• **Extracted records**
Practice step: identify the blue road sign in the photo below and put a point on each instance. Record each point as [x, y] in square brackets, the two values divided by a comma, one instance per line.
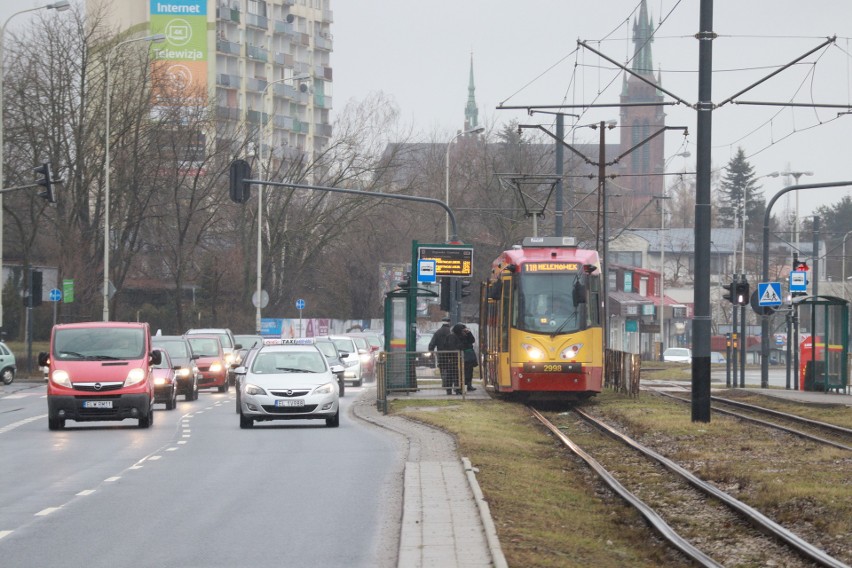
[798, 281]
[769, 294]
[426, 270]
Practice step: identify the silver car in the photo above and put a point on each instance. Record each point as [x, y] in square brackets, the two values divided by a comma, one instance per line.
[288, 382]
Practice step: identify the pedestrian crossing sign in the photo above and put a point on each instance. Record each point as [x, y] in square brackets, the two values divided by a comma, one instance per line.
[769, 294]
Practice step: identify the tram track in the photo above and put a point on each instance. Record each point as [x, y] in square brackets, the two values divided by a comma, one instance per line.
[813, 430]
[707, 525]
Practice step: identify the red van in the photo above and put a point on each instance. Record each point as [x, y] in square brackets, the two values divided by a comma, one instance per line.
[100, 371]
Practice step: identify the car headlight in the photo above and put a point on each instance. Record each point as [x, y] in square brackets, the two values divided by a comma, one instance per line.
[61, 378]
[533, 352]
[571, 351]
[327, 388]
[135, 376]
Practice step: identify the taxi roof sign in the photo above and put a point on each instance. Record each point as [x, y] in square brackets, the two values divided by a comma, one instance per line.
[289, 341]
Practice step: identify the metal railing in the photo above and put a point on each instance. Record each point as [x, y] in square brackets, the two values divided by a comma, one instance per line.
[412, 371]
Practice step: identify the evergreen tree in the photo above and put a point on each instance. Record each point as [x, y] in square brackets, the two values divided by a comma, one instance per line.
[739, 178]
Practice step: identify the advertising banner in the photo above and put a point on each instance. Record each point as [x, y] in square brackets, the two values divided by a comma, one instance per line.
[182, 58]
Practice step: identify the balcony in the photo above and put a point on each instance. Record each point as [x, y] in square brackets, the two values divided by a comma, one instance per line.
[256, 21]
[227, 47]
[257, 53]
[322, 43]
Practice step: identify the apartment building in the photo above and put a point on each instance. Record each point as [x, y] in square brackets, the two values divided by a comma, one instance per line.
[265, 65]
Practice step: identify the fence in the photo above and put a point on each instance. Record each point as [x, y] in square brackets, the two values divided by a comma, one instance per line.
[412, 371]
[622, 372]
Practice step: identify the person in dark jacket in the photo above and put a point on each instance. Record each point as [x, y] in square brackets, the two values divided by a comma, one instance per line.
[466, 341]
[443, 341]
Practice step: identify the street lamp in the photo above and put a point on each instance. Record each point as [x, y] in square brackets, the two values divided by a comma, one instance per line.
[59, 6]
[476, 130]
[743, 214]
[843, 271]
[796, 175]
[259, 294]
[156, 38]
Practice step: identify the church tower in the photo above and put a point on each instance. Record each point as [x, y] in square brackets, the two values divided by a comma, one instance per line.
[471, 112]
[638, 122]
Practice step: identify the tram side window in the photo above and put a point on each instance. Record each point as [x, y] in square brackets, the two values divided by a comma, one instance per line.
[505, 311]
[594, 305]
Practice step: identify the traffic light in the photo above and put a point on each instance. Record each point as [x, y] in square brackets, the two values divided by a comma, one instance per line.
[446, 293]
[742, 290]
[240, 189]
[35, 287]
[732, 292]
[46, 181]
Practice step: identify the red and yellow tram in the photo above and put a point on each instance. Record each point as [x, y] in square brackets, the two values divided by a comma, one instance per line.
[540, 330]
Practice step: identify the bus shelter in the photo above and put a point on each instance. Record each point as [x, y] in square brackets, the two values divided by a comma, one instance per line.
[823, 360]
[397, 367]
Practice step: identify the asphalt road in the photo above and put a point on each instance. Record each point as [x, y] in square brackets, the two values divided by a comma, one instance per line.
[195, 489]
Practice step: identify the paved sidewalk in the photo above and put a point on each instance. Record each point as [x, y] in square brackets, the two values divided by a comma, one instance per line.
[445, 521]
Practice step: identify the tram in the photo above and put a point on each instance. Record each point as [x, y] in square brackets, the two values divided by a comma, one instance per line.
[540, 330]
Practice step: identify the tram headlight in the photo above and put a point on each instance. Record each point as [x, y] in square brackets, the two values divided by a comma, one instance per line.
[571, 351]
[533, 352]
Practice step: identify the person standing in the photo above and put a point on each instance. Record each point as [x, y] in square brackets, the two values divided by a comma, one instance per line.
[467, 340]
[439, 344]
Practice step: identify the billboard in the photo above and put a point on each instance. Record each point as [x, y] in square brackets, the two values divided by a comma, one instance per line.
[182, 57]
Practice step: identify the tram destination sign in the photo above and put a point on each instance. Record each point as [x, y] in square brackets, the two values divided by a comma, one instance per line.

• **Work instructions**
The entries above need to be transcribed exactly, with the images left out.

• **Solution to the exercise**
Practice step: identify the blue road sign in the photo below and put a point on each instance. Record each point as [x, y] in square brackets, the two values divided by a comma, one instance per line.
[798, 281]
[769, 294]
[426, 270]
Practice step: identify the silver car in the photo above and put a point on each instance. Record each point as [x, y] in square brackets, the two values divided by a comma, one instance per line.
[288, 382]
Practice step: identify the pedestrian crossing sign in the photo above and put a point on each instance. Record each point as [x, y] in square brackets, the two values divided by a comma, one instance per line.
[769, 294]
Practice step: identify the tram track in the photo above and put a point on each instance. Record each point as [x, y] in square brackets, the two values divided by a comma, one instance per line.
[813, 430]
[707, 525]
Practice step: identify the red van in the photo above and put a point on each instance. Record each point as [x, y] in square brackets, the two values divided by a comma, one instance per line.
[100, 371]
Practice step: identify the car headlight in the photo above and put a point on each instance. Record each point as [x, y] in square brackets, the two values divided by a comma, one instance per line.
[61, 378]
[533, 352]
[571, 351]
[327, 388]
[135, 376]
Practice step: identify the taxi roof sign in the photo above and put a point on each instance. Record each point as [x, y] in square brackets, the two values divided by a comma, one instance per line.
[289, 341]
Practice step: identify the metal railing in the photo above and put a point on each instance. Record each point as [x, y] in square brackets, the two values divided by a comma, one instance per line.
[412, 371]
Practice step: identify the evergreen tree in the photo above and put a point on each instance. Record each point as [x, y] in square brackets, the two values divided by a comma, one instance per line.
[739, 178]
Practice step: identify the advertising banner in the photo above and put a point on each instance. Record each point as [x, y] in square brackets, the two values divided by a comma, one instance per line.
[182, 58]
Practice step: identify the balcony in the photo above and put a point on each instance. Record each point as [x, y] in square brackets, the two values divided by a comma, one instance per line.
[256, 21]
[227, 47]
[257, 53]
[322, 43]
Practice step: identify the apartment building in the photo above and put a point on each instance. Record each point as [x, y] in square brackets, the two values divided by a comma, one instance per line.
[265, 65]
Practice step: identify the fence in the photo above and put a point on each instance. Record each point as [x, y] in square brackets, the two values divided by a comma, one instance per line.
[412, 371]
[622, 372]
Practice step: identify the person in dark jacket in the photo above and put a point on each instance. Record each point as [x, y] in square brackets, the two values divided by a comma, one instance per line.
[466, 341]
[443, 341]
Practice step: identify the street lamp in the photo above and put a point on each instance. Record each point as [x, y] in square brackets, the two values divided by a comma, one instance per line.
[59, 6]
[476, 130]
[743, 214]
[843, 271]
[796, 175]
[259, 294]
[156, 38]
Practice step: identify the church tower in the photo above and put a point on each instance. Record each point as [x, y] in square brackets, the two values divided by a comma, one instance per line.
[471, 112]
[638, 122]
Practice step: identify the tram side window in the photo above and put a point on each instance. Record each point as [x, y] in square brackets, the two values divided by a comma, one instance per line.
[505, 311]
[594, 305]
Practice step: identify the traffic light in the photo above and put a point on each instance. Record each point as [x, y] in square brackets, the two values divided by a comma, one instance per line.
[446, 293]
[742, 290]
[240, 189]
[35, 287]
[732, 292]
[46, 181]
Practice step: identify the red and yellow tram in the photo above and put a point on each instance. Record each point as [x, y] in square brackets, the two values divided by a comma, one instance per line.
[540, 330]
Practice step: identify the bus shelter in the photo above and put a point on each instance. Record each point as [x, y] in square brackets, the two values divided by a comma, one instance per line.
[823, 360]
[397, 367]
Practice step: identify the asphalt road in the photo above and put a point on each instance. Record each point as [x, y] in square brackets, the two values divided by a comma, one instance per line.
[195, 489]
Practice step: identify the paved sidewalk in the photo above and put a point on each instance. Record each point as [x, y] in square brackets, the two values divided by a comma, one instance per line.
[445, 521]
Practice step: identify the tram in the photo above and put a point on each instance. Record each point as [x, y] in square brackets, the two values divided by a comma, one instance per line.
[540, 330]
Practice step: identify the tram headlight in the photo above and put a point on each instance. Record each point as [x, y] in square brackets, the two values divided by a comma, one instance per line.
[571, 351]
[533, 352]
Practice step: identify the person standing in the photo above and put a point on each instance. Record each point as [x, y] in square brackets, the two values divided by a comma, one instance per line.
[467, 340]
[439, 344]
Practice step: identify the billboard in the photo above and put a point on each instance. Record each point as [x, y] in square brackets, the two values divided by a comma, one instance per line.
[182, 57]
Practice step: identify the tram destination sign in the photo above and put a point on each instance. Record each point as [x, y] in square brackets, the two values divided by a comma, one instance per line.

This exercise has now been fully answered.